*RECORD LIST*.
** START **
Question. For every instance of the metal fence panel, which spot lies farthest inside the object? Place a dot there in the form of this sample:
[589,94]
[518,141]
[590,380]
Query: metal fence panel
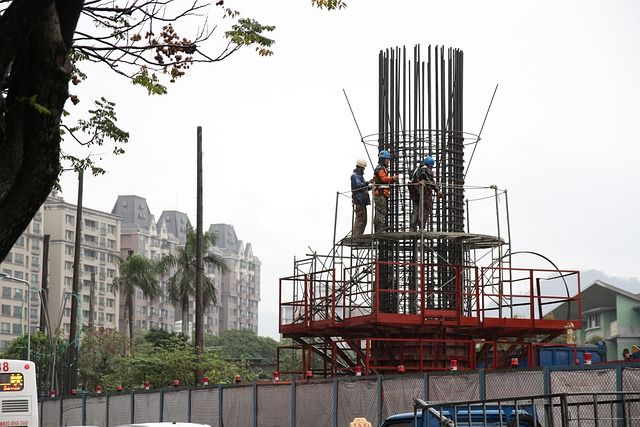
** END **
*TASK PROMPT*.
Reproduce every line of the entries above word for word, leaving out the pictures.

*ANSWER TO THE EXERCISE*.
Question. For every instance of the metal fence panel, which spot lies farthest inside the object? Place a dot there in the form of this sample:
[589,94]
[518,141]
[590,380]
Query: metal fence panel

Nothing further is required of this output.